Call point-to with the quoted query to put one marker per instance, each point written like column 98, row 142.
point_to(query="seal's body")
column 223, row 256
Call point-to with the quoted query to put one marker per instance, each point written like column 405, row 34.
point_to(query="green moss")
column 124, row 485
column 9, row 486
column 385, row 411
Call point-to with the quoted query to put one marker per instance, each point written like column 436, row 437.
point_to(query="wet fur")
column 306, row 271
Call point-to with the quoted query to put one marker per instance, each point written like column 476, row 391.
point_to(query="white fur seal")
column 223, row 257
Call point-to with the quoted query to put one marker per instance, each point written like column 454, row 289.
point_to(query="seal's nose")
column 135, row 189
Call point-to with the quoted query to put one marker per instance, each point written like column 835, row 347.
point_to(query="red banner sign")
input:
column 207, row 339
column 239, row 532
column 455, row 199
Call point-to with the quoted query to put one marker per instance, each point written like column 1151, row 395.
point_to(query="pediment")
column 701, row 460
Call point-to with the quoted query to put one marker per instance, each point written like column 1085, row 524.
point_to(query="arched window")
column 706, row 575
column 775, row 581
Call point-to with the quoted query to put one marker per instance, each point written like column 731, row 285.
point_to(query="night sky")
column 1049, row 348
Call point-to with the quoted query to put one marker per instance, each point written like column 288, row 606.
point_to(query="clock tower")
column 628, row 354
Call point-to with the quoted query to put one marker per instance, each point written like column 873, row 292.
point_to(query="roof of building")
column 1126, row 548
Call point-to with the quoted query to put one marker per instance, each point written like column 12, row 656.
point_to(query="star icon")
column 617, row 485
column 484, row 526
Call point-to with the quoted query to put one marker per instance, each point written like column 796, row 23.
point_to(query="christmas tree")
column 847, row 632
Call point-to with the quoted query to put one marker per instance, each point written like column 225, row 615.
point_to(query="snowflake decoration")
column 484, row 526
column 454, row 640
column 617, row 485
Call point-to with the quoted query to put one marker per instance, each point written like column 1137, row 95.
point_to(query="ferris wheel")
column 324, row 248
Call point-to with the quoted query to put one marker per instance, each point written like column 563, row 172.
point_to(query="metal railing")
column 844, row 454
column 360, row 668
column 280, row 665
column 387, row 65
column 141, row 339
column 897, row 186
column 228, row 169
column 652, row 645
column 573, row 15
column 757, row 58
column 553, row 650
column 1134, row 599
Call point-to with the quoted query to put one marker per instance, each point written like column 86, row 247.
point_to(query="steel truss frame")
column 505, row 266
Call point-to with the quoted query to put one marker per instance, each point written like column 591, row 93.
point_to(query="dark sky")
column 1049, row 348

------------------------------

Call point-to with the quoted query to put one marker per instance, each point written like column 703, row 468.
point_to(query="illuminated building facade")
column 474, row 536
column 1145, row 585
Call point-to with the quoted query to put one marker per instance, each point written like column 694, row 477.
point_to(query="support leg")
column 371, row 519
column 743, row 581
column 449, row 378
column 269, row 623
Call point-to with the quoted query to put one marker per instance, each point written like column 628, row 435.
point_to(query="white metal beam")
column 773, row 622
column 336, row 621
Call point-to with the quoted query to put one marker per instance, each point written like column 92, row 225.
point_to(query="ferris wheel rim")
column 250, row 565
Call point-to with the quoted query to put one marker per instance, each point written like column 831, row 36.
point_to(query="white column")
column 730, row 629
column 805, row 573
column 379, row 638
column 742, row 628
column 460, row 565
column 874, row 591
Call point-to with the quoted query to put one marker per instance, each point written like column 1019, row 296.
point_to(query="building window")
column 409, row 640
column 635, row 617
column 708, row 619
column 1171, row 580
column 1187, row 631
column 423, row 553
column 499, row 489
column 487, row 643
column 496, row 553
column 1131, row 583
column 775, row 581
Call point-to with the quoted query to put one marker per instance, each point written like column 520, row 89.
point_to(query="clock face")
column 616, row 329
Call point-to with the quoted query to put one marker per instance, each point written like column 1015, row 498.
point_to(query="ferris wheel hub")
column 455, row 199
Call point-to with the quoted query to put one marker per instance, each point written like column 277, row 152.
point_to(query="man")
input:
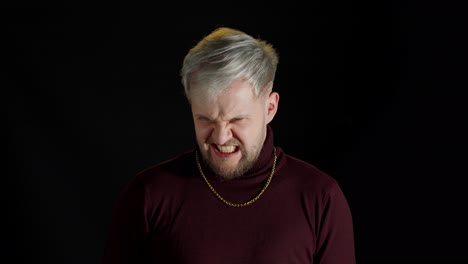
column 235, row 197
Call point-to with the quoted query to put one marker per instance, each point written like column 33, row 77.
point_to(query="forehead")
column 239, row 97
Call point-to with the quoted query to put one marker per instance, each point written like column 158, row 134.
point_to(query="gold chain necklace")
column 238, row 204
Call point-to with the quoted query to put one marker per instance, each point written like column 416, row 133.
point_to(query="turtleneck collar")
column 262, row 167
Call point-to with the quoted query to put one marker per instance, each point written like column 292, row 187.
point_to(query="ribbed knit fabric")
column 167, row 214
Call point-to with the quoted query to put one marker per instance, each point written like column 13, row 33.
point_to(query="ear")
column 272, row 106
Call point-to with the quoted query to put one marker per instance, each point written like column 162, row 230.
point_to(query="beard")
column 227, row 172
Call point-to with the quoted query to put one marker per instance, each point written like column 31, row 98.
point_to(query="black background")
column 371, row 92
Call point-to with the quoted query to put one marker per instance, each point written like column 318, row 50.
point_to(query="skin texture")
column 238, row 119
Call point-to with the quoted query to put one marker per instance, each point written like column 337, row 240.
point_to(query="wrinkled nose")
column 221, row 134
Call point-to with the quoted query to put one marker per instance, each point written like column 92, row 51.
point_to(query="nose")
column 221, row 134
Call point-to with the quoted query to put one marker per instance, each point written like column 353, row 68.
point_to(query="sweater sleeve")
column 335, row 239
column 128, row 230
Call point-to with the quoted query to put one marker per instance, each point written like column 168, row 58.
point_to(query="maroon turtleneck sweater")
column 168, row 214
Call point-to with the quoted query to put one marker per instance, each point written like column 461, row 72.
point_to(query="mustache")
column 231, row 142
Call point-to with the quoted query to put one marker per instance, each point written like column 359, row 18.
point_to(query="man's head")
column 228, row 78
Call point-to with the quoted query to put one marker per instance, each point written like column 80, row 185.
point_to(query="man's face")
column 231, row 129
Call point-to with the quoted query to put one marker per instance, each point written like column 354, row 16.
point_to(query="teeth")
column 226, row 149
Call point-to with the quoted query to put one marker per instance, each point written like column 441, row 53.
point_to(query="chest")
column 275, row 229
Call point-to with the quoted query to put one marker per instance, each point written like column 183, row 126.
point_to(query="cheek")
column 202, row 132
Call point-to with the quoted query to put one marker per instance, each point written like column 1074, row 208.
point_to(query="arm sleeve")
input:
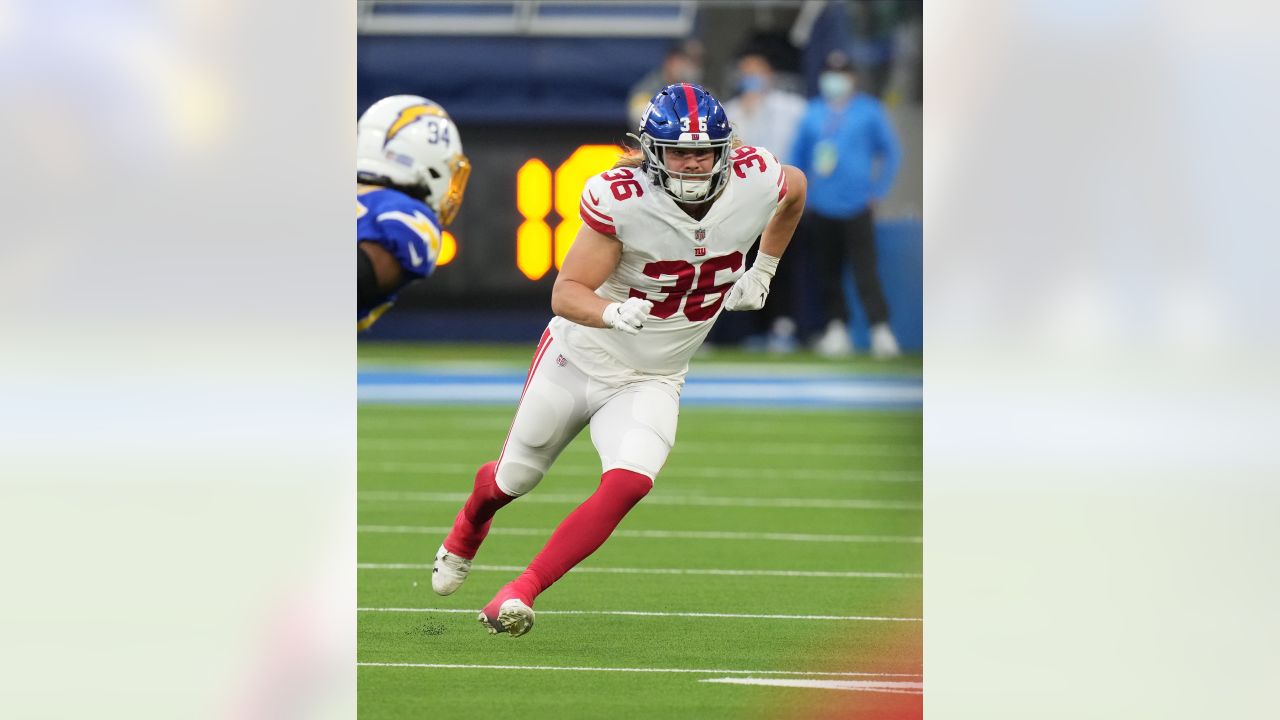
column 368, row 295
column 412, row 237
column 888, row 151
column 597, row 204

------------------------------

What you are asked to do:
Repeat, character for character, the lines of the material above from the line with "288, row 606." through the line with "796, row 23.".

Answer box:
Call point-to with the quoted query to put one marker per instance, each point written like column 288, row 606.
point_to(query="clock tower")
column 628, row 354
Call point-to with the quoted query to put one marker per instance, each point written like column 873, row 292.
point_to(query="roof of building")
column 1126, row 548
Call point-to with the quoted query to put one marker per instance, each point written like column 12, row 656.
point_to(query="star icon")
column 617, row 485
column 484, row 526
Call point-to with the quoted query to put one marker per instance, each point written like column 796, row 23.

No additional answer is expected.